[Coordinate annotation entries]
***
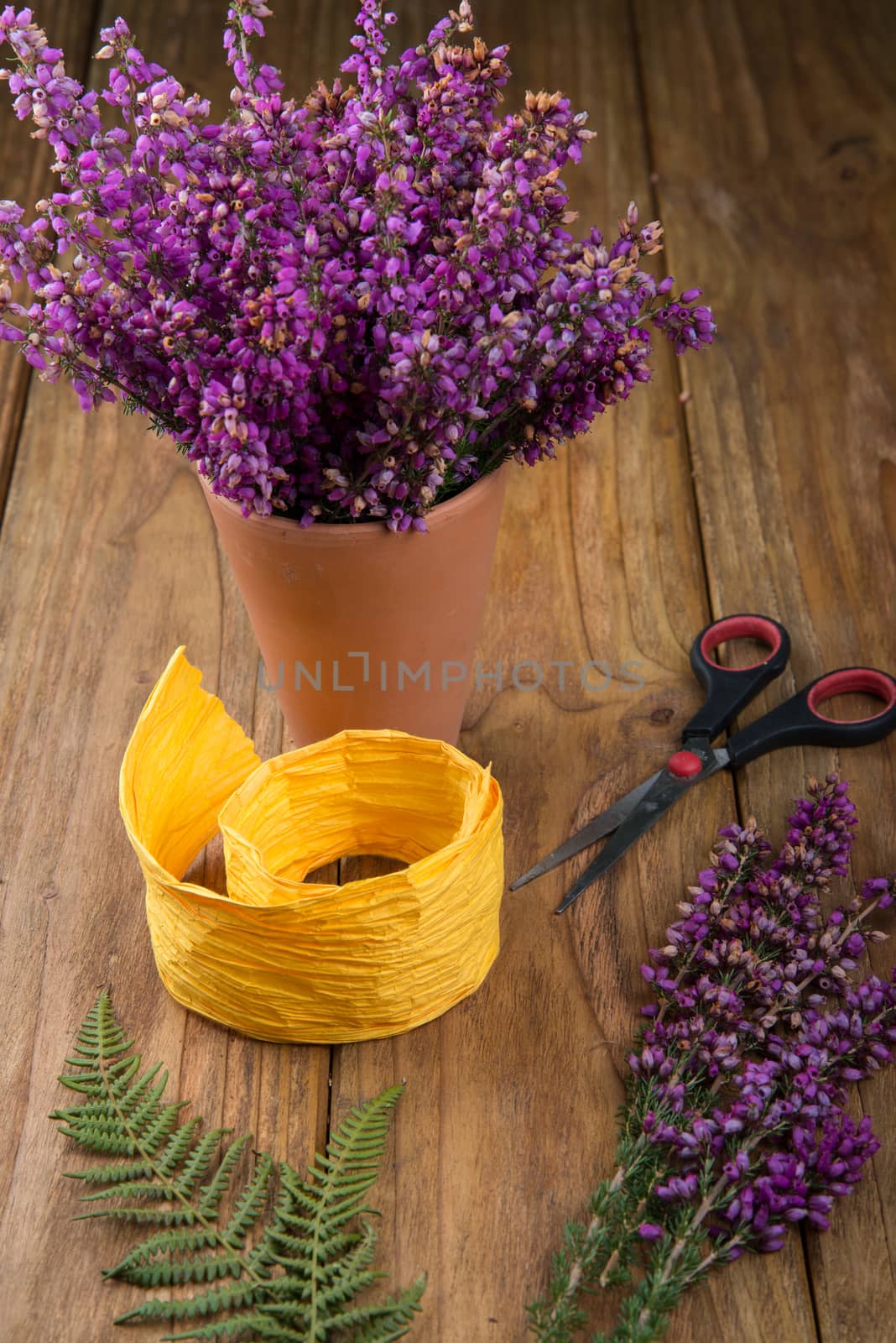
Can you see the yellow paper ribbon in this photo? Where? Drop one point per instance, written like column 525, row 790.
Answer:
column 280, row 958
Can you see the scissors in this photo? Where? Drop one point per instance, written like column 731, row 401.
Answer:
column 797, row 722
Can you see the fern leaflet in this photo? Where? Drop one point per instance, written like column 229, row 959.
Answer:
column 293, row 1276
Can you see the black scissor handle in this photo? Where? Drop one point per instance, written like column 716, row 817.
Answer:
column 800, row 722
column 728, row 689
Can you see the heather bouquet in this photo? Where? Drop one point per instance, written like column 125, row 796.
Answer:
column 737, row 1119
column 349, row 306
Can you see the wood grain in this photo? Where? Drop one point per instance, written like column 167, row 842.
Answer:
column 765, row 138
column 793, row 434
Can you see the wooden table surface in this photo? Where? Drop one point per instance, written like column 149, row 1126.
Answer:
column 758, row 476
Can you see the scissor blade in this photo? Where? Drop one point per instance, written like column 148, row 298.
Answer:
column 656, row 802
column 595, row 830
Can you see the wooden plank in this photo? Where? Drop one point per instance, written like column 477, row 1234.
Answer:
column 774, row 131
column 113, row 561
column 508, row 1116
column 26, row 179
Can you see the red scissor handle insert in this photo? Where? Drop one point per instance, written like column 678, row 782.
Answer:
column 853, row 682
column 741, row 628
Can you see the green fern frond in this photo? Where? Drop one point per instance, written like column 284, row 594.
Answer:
column 293, row 1278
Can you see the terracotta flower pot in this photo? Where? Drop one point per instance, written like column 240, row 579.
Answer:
column 364, row 629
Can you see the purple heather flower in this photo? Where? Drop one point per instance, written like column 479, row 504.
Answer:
column 743, row 1068
column 341, row 308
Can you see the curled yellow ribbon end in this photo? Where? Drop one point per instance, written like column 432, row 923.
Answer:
column 280, row 958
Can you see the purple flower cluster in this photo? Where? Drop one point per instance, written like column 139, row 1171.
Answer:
column 346, row 308
column 758, row 1032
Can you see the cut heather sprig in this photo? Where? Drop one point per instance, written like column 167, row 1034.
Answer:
column 735, row 1123
column 347, row 308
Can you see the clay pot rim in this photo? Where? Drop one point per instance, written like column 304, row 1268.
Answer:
column 333, row 530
***
- _AIM_: Reproduce every line of the entries above verbatim, from the first through the last. Omit the pictures.

- _WRITTEN SOLUTION_:
Can you see the yellow paper ribbon in this photo? Where? Drop one point per instance, written like column 525, row 790.
Answer:
column 280, row 958
Can you see the scissors in this photo? Where? Drop one point per instance, written like column 731, row 401.
Answer:
column 797, row 722
Can you see the fern leaflet in this photo? Where? Drop one point per instance, written like column 229, row 959.
Answer:
column 293, row 1276
Can you see the black scissor handle in this photo? Where? Drop one point per instance, written like column 716, row 817.
Answer:
column 800, row 722
column 728, row 689
Can you see the heather bouquet in this photo? Where? Drop one point per instance, written like column 125, row 796.
Answer:
column 737, row 1119
column 349, row 306
Can you see the wood grain in this photo? Where? Drop one point per instance, written like column 167, row 842.
Answer:
column 765, row 138
column 793, row 434
Can you see the wooden table surface in this photo? Where? Drop one point per instance, written like column 149, row 1126.
Answer:
column 758, row 476
Can you see the scissor blade in this photo? Where? Drop one point per instance, written like column 148, row 298.
Answer:
column 656, row 802
column 595, row 830
Can you see the wooden plank in this photo? Where? Drop one point per instance, written like column 477, row 1234.
Answer:
column 774, row 131
column 113, row 561
column 508, row 1116
column 26, row 179
Can you see the red scissor handle insert in this photo? Where? Drop one point per instance, written like column 678, row 782.
Answer:
column 853, row 682
column 741, row 628
Can you see the green fern frond in this photo? Where? Drop one point per instance, written like column 284, row 594.
Answer:
column 293, row 1278
Can you see the terracotta flower pot in this photo? Where? Drop one point per instance, written like column 240, row 579.
Answer:
column 364, row 629
Can you see the purple heather flower in this photo? Where? Drop one point per instance, written like column 479, row 504.
Answer:
column 743, row 1068
column 341, row 308
Can you see the curled yellow ribbon end in this photo? Where? Drop one point per instance, written like column 432, row 923.
Answer:
column 280, row 958
Can you see the purple flower cluster in this photo? Where? Drop one point per instance, written like column 139, row 1171.
Answer:
column 346, row 308
column 758, row 1032
Can you see the cut heather sprig in this photo? Where? Drop one point per instance, written like column 167, row 1034.
Answer:
column 735, row 1123
column 347, row 308
Can you see the clay pot rim in this photo? Where? Drop one point per instance, written like column 304, row 1268.
Answer:
column 333, row 530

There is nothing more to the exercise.